═══ Passage to read ═══

# Tamron 24-70 VC 2.8 auto focus jump problem



## Imagination_landB (Jun 28, 2012)

I just got the new 2.8 VC lense. Everything is perfect except one thing. When the auto focus is on, it is fast and focuses well, but the image jump to the right a little..Right after the focus as stopped, the image makes a little jump t the right. I have a 60d, so no micro adjust...


----------



## wickidwombat (Jun 29, 2012)

sounds like the old IS on canons where you can see the IS move if its on a tripod like the 300 f4L IS for example
were you using it on a tripod by any chance? or is this all the time


----------



## Imagination_landB (Jun 29, 2012)

Ok I just cheked and it's the VC.. no I was not using a tripod.. it always does it


----------



## wickidwombat (Jun 29, 2012)

i'd possibly see about checking it against another copy in the store perhaps its faulty, tamron are renouned for exceedingly poor quality control


----------



## Mt Spokane Photography (Jun 29, 2012)

When IS (VC) kicks in, the image might seem to jump a little, its a good way for you to know it locked in. I doubt id the jump is very much, but if it decenters the image, its a problem.


----------



## Sycotek (Jun 29, 2012)

Similar experience to the Tammy 70-300 VC USD however my work around (which I do with all my 'IS' lenses) is power up the servo by tapping [af on] to send power to the lens. Then by the time its at your eye there is no power up lag and IS is up and running  The 70-300 did jump when the VC kicked in, was actually better then the EF 70-300 f4-5.6 IS in terms of IS and build imo.

═══ Data provided ═══

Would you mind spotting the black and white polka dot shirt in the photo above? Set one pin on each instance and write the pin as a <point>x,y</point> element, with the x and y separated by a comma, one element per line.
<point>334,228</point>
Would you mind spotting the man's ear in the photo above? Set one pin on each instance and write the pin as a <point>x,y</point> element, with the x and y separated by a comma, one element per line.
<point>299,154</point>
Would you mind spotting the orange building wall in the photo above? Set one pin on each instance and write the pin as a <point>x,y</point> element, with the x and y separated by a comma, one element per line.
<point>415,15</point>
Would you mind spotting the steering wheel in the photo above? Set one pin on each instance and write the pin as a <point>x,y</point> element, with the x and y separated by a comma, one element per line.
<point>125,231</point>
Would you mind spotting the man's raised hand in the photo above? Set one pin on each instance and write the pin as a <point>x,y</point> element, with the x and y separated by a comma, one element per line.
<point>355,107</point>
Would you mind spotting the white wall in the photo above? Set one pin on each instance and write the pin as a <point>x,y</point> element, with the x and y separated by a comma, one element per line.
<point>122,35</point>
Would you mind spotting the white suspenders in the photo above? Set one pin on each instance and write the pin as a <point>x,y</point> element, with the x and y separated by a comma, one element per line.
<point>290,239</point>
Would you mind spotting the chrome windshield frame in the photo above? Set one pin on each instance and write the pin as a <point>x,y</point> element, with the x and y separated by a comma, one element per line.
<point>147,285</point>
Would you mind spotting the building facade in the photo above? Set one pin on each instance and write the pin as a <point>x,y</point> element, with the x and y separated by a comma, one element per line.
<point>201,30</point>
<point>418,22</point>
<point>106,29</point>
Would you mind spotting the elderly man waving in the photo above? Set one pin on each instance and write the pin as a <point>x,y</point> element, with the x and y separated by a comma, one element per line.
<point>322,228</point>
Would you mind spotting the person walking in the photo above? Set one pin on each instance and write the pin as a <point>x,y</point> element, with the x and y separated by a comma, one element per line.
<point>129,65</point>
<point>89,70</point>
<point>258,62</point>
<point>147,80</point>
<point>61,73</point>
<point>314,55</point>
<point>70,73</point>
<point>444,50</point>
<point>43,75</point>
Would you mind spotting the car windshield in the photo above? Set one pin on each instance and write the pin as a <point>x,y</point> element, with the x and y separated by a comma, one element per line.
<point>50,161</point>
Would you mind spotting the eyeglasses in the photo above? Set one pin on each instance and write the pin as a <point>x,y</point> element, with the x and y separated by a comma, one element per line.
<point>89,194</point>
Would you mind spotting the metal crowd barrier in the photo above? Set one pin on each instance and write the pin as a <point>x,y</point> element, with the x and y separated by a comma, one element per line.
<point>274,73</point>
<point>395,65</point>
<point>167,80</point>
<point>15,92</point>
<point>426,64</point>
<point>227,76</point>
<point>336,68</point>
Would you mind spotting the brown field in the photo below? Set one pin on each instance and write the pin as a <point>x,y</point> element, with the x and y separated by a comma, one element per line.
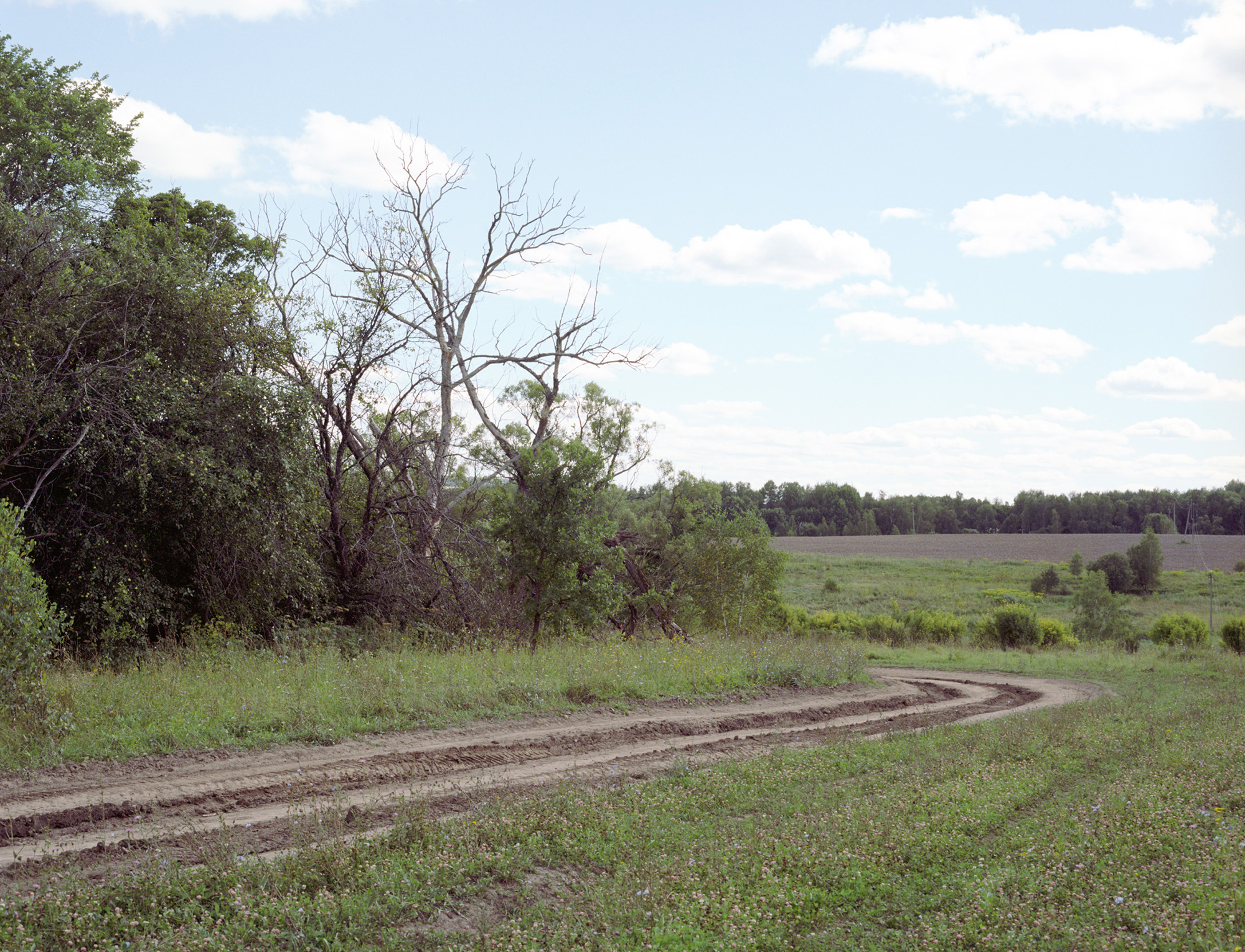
<point>1221,552</point>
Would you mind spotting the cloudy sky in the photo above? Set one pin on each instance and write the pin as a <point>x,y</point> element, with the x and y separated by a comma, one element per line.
<point>917,247</point>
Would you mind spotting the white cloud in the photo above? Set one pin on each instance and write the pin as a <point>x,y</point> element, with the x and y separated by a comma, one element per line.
<point>1158,235</point>
<point>162,13</point>
<point>989,455</point>
<point>1176,429</point>
<point>791,254</point>
<point>1020,345</point>
<point>1069,415</point>
<point>1172,379</point>
<point>725,409</point>
<point>1009,225</point>
<point>170,147</point>
<point>543,284</point>
<point>900,212</point>
<point>685,360</point>
<point>780,359</point>
<point>1116,75</point>
<point>1231,333</point>
<point>336,152</point>
<point>851,296</point>
<point>932,299</point>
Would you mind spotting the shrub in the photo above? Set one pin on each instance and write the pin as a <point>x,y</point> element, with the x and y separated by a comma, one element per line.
<point>1046,583</point>
<point>31,625</point>
<point>937,627</point>
<point>1056,635</point>
<point>1233,633</point>
<point>1116,569</point>
<point>1146,561</point>
<point>1013,627</point>
<point>1099,614</point>
<point>1180,629</point>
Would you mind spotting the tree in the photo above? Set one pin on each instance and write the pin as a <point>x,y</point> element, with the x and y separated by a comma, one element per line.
<point>31,625</point>
<point>1146,562</point>
<point>734,573</point>
<point>1116,571</point>
<point>1097,612</point>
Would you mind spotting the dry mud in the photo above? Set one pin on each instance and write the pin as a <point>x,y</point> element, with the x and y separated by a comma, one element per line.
<point>260,803</point>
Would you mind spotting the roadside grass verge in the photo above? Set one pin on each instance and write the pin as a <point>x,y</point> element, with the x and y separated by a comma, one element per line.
<point>1116,824</point>
<point>245,699</point>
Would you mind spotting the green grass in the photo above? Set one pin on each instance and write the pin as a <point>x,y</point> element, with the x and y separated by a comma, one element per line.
<point>873,586</point>
<point>1116,824</point>
<point>247,699</point>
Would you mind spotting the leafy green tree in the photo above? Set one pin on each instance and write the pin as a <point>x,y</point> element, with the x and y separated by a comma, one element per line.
<point>1099,614</point>
<point>1146,562</point>
<point>552,537</point>
<point>31,625</point>
<point>734,573</point>
<point>1116,569</point>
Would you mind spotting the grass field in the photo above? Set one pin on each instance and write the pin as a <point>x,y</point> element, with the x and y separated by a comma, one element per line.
<point>969,588</point>
<point>1115,824</point>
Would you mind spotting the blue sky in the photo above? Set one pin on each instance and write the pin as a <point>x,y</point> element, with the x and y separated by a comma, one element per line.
<point>917,247</point>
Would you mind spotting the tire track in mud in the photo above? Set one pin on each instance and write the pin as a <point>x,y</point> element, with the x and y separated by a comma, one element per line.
<point>257,800</point>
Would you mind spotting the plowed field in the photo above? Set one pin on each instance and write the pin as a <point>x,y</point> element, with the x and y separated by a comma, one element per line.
<point>181,803</point>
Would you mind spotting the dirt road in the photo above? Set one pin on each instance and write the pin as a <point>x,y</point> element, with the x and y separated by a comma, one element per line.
<point>98,812</point>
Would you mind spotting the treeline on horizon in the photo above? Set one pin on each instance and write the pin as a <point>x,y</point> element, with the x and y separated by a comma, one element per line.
<point>835,510</point>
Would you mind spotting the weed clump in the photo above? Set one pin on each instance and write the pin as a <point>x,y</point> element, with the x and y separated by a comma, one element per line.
<point>1180,629</point>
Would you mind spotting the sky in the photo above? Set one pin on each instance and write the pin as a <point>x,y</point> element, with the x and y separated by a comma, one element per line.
<point>914,247</point>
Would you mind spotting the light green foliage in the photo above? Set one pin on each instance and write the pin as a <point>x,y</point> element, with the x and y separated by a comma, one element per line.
<point>1181,629</point>
<point>1099,614</point>
<point>1146,561</point>
<point>552,536</point>
<point>31,625</point>
<point>734,573</point>
<point>1233,633</point>
<point>1058,635</point>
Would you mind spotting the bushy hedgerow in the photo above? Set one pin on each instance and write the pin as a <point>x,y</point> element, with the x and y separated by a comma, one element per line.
<point>1233,633</point>
<point>1180,629</point>
<point>31,625</point>
<point>1058,635</point>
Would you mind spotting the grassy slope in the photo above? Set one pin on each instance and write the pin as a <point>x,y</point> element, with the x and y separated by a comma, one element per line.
<point>1114,824</point>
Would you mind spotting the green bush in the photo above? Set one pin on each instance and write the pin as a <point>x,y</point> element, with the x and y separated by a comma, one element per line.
<point>1180,629</point>
<point>932,625</point>
<point>1013,627</point>
<point>1058,635</point>
<point>1233,633</point>
<point>31,625</point>
<point>1116,568</point>
<point>1046,583</point>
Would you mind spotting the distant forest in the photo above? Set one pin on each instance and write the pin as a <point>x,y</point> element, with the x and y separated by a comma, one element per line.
<point>834,510</point>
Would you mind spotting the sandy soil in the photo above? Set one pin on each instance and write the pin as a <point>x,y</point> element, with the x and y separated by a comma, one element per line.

═══

| What needs to be done |
Please continue the Tamron 24-70 focus-jump thread above from the last post shown.

| Written reply |
If it's a small jump - dont worry that's how the tammys work.


----------



## Imagination_landB (Jun 29, 2012)

I can't return it I work in the great North and I ordered it in an ontario store(aden camera) and their policy is 10 days.. and I'm from Quebec so..Ad yes it does decenter the image.. I'm gonna try it with Tamron canada when I come back home.


----------



## wickidwombat (Jun 29, 2012)

yeah I would only warranty a tamron for 10 days too

sorry to hear it I bought a tamron lens once...
its the last time i make that mistake


----------



## Mt Spokane Photography (Jun 29, 2012)

That is one area where Adorama and others with a 30 day return add value. With Adorama, you do not need to get a RMA, just download their return form fill it out, and send it back.


----------



## Marsu42 (Jun 29, 2012)

Imagination_landB said:


> Right after the focus as stopped, the image makes a little jump t the right. I have a 60d, so no micro adjust...



Everything I've read about this lens and the samples I've tried didn't show this behavior, I think it's a warranty or return case. In fact, on the samples I tried the vc lock was barely noticeable. The vc might a little time to swing in if you run&gun, but afaik there definitely shouldn't be a statistically significant jump to just one direction. Even if you probably don't want to hear this: What you're experiencing is the larger product variance (some call it qc issues) of Tamron and other 3rd party manufacturers.


----------



## ddl (Jun 29, 2012)

Mine (bought in Calgary) jumps visably to lock focus the first time used especially if extremely defocused to begin with. After that the movement in the viewfinder is hardly noticeable.

Ask Tamron Canada (Amplis) about servicing if you have an issue as you have a 6 year Tamron Canada warranty.


----------



## preppyak (Jun 29, 2012)

That was one of the known complaints with Tamron's VC. I think it was the 17-50 lens of theirs where it was the worst; to the point that it would make most of your images soft because the VC would take too long to kick in. My 70-300 had the issue a little bit, but I never expected to instantly snap pictures if my camera had been at my side for a while anyway.

I'd definitely return it and get another copy; it might be less of an issue then


----------



## alphadelta (Jul 4, 2012)

Is this the issue you mean?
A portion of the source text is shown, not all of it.